## What you need to do
For the records that follow, return only the count of lines containing the string "mirror".

▼▼▼

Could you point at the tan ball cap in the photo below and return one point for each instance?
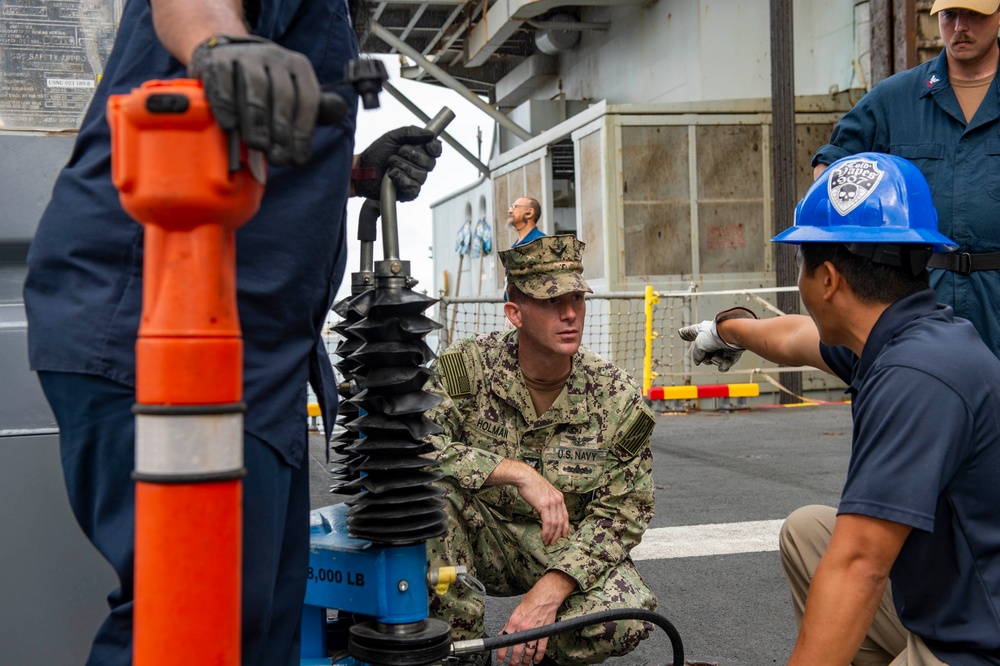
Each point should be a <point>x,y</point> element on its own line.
<point>986,7</point>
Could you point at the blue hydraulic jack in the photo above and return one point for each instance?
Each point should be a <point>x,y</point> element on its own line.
<point>367,556</point>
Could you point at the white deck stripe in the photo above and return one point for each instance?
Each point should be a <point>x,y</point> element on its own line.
<point>663,543</point>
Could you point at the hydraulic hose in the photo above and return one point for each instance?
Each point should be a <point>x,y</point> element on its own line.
<point>506,640</point>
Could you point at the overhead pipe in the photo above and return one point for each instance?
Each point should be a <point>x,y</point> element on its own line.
<point>449,81</point>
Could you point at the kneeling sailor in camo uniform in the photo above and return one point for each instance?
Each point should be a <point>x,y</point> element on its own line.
<point>547,467</point>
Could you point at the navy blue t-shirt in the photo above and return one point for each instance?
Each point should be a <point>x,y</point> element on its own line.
<point>926,453</point>
<point>83,293</point>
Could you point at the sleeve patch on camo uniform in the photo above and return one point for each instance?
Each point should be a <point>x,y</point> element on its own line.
<point>633,439</point>
<point>452,366</point>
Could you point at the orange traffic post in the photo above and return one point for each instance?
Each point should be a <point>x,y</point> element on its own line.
<point>172,167</point>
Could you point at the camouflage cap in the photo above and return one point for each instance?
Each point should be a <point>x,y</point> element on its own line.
<point>548,267</point>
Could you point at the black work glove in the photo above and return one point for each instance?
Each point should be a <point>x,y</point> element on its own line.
<point>709,347</point>
<point>266,93</point>
<point>406,154</point>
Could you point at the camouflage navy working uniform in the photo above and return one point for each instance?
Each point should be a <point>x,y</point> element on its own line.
<point>592,444</point>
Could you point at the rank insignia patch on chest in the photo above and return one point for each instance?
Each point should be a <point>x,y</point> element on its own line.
<point>456,375</point>
<point>637,434</point>
<point>851,183</point>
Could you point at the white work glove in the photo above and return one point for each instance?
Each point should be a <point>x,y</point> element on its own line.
<point>709,347</point>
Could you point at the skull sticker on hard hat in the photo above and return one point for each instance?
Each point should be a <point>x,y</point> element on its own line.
<point>852,182</point>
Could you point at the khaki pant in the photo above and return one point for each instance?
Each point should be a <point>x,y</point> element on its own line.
<point>804,538</point>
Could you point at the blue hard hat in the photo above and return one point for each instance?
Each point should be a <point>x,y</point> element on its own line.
<point>868,198</point>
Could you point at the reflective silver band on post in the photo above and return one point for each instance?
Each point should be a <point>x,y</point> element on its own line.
<point>182,447</point>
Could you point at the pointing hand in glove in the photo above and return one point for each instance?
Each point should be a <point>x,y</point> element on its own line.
<point>709,347</point>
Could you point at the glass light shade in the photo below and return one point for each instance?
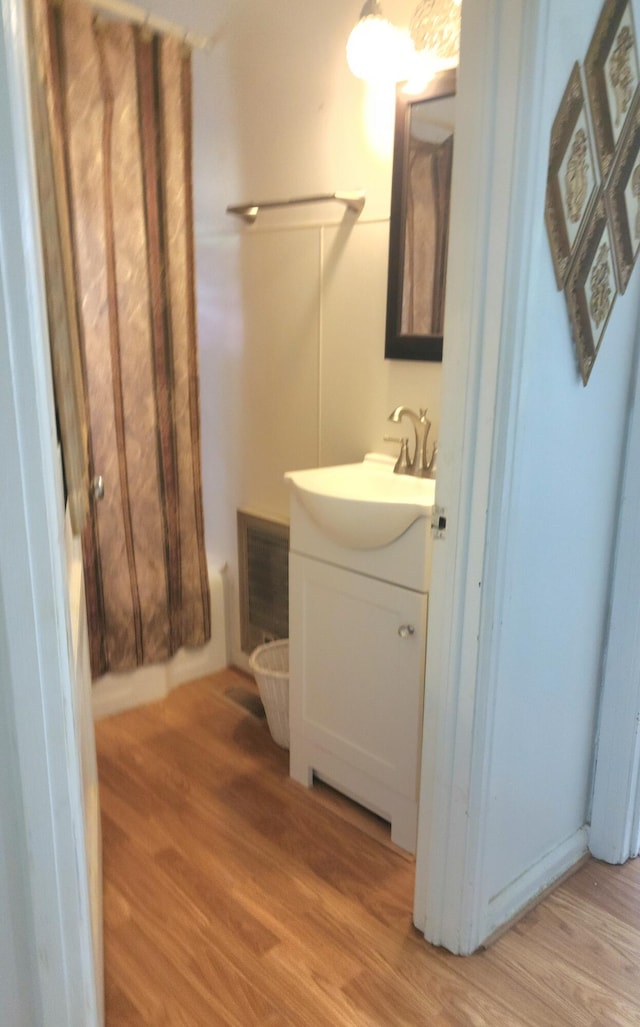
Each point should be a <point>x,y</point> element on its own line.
<point>436,27</point>
<point>375,48</point>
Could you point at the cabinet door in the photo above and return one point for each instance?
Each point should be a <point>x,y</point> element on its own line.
<point>356,673</point>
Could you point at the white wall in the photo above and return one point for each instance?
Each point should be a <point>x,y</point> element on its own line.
<point>558,544</point>
<point>292,309</point>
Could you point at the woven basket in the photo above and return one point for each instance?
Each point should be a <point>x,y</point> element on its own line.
<point>269,663</point>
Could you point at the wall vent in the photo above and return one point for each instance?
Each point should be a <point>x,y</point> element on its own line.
<point>263,572</point>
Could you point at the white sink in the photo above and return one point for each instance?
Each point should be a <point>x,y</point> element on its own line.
<point>363,505</point>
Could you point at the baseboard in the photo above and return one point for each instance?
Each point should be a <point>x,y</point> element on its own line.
<point>115,692</point>
<point>530,886</point>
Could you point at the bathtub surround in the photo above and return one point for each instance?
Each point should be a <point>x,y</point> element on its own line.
<point>123,99</point>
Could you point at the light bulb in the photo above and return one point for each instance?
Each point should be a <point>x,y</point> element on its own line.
<point>375,49</point>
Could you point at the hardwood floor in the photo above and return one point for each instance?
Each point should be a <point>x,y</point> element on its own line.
<point>234,897</point>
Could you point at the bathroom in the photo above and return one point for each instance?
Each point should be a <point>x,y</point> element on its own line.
<point>291,320</point>
<point>264,130</point>
<point>292,309</point>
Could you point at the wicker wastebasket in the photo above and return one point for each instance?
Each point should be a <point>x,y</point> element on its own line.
<point>269,663</point>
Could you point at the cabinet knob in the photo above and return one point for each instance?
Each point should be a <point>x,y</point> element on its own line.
<point>406,631</point>
<point>98,487</point>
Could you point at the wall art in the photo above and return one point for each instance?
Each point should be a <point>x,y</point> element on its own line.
<point>572,181</point>
<point>623,197</point>
<point>592,289</point>
<point>611,70</point>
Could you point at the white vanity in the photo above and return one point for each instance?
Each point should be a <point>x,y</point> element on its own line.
<point>360,568</point>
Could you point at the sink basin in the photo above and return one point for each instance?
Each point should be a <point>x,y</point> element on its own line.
<point>363,505</point>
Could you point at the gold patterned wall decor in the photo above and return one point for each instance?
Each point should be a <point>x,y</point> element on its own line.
<point>611,71</point>
<point>623,196</point>
<point>593,189</point>
<point>572,182</point>
<point>592,289</point>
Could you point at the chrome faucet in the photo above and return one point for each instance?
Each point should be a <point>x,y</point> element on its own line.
<point>419,464</point>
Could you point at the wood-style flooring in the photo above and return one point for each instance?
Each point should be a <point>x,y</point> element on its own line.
<point>234,897</point>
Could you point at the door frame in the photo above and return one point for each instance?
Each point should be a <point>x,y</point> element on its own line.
<point>34,581</point>
<point>614,834</point>
<point>494,221</point>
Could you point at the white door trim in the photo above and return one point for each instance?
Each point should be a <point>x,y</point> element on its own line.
<point>33,577</point>
<point>614,832</point>
<point>495,215</point>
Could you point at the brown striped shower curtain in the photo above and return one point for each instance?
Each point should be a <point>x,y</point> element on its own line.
<point>121,113</point>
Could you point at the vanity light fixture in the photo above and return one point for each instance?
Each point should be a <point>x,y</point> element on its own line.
<point>435,34</point>
<point>376,49</point>
<point>436,29</point>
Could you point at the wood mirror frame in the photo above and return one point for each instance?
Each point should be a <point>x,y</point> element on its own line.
<point>402,344</point>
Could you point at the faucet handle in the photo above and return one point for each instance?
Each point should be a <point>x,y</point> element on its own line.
<point>403,465</point>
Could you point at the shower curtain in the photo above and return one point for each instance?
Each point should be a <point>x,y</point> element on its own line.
<point>121,114</point>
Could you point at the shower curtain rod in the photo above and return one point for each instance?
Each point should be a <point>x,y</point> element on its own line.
<point>135,13</point>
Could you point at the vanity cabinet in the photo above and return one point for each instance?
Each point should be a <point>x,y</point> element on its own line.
<point>358,645</point>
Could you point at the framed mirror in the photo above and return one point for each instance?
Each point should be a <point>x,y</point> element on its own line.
<point>419,221</point>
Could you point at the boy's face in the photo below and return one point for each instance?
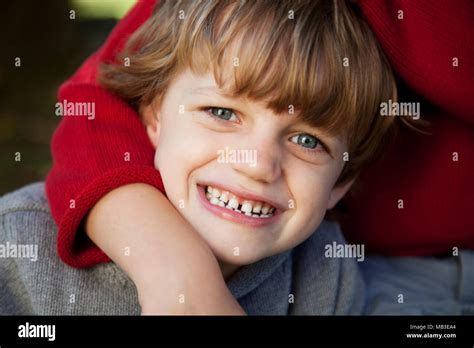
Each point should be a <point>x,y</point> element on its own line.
<point>252,159</point>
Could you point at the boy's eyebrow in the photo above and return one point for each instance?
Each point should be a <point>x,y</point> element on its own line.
<point>207,90</point>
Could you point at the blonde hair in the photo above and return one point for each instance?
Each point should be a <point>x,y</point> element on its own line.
<point>318,56</point>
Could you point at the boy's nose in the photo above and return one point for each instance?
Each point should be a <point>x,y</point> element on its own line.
<point>264,164</point>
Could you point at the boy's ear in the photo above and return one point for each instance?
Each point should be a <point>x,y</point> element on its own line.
<point>337,193</point>
<point>151,119</point>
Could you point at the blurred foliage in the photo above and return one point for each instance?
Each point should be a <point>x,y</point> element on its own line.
<point>51,47</point>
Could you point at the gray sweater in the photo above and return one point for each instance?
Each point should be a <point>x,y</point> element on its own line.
<point>299,281</point>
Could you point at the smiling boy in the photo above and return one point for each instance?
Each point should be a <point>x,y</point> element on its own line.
<point>299,83</point>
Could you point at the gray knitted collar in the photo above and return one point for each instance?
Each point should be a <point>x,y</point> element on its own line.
<point>248,278</point>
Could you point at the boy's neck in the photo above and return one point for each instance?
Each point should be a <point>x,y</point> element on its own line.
<point>227,269</point>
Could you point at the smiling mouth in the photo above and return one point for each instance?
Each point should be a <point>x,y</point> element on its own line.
<point>246,207</point>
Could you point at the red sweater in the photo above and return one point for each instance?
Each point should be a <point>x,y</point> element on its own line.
<point>90,156</point>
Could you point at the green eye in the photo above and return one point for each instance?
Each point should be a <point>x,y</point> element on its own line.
<point>222,113</point>
<point>306,140</point>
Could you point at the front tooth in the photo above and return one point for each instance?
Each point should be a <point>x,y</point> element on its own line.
<point>224,197</point>
<point>257,207</point>
<point>246,207</point>
<point>233,203</point>
<point>265,209</point>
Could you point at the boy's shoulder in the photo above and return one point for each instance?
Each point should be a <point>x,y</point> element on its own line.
<point>334,280</point>
<point>29,198</point>
<point>33,280</point>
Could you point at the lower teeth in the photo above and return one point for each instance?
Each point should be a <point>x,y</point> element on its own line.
<point>222,204</point>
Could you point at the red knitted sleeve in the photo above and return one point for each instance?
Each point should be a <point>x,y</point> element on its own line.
<point>94,155</point>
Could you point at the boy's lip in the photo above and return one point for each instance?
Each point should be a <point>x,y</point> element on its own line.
<point>244,194</point>
<point>232,215</point>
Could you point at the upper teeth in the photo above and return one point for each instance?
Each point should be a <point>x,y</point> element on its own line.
<point>244,206</point>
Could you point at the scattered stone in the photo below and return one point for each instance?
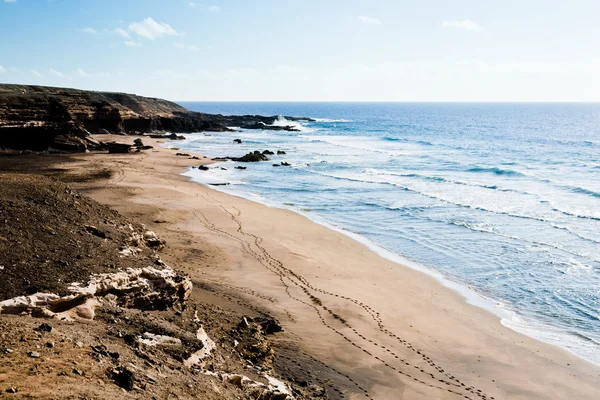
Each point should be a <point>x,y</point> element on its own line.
<point>255,156</point>
<point>152,240</point>
<point>123,377</point>
<point>150,339</point>
<point>269,325</point>
<point>174,136</point>
<point>45,327</point>
<point>115,148</point>
<point>95,231</point>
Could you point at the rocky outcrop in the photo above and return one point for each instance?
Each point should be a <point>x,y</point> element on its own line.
<point>41,118</point>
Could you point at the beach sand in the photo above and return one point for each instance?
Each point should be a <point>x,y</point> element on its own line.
<point>389,330</point>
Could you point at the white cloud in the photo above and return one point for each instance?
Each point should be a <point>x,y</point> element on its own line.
<point>122,32</point>
<point>172,74</point>
<point>57,73</point>
<point>466,24</point>
<point>186,47</point>
<point>91,31</point>
<point>82,73</point>
<point>150,29</point>
<point>131,43</point>
<point>369,20</point>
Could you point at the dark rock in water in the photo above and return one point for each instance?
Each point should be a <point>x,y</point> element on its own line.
<point>174,136</point>
<point>123,377</point>
<point>45,327</point>
<point>114,147</point>
<point>255,156</point>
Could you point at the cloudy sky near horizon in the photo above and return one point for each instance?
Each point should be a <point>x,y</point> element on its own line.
<point>311,50</point>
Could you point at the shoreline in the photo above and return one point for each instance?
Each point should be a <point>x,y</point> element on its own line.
<point>430,306</point>
<point>470,295</point>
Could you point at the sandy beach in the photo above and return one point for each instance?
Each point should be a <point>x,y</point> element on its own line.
<point>390,332</point>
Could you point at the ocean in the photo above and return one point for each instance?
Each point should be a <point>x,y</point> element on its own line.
<point>502,200</point>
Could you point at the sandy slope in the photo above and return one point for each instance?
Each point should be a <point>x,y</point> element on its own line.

▲▲▲

## Exercise solution
2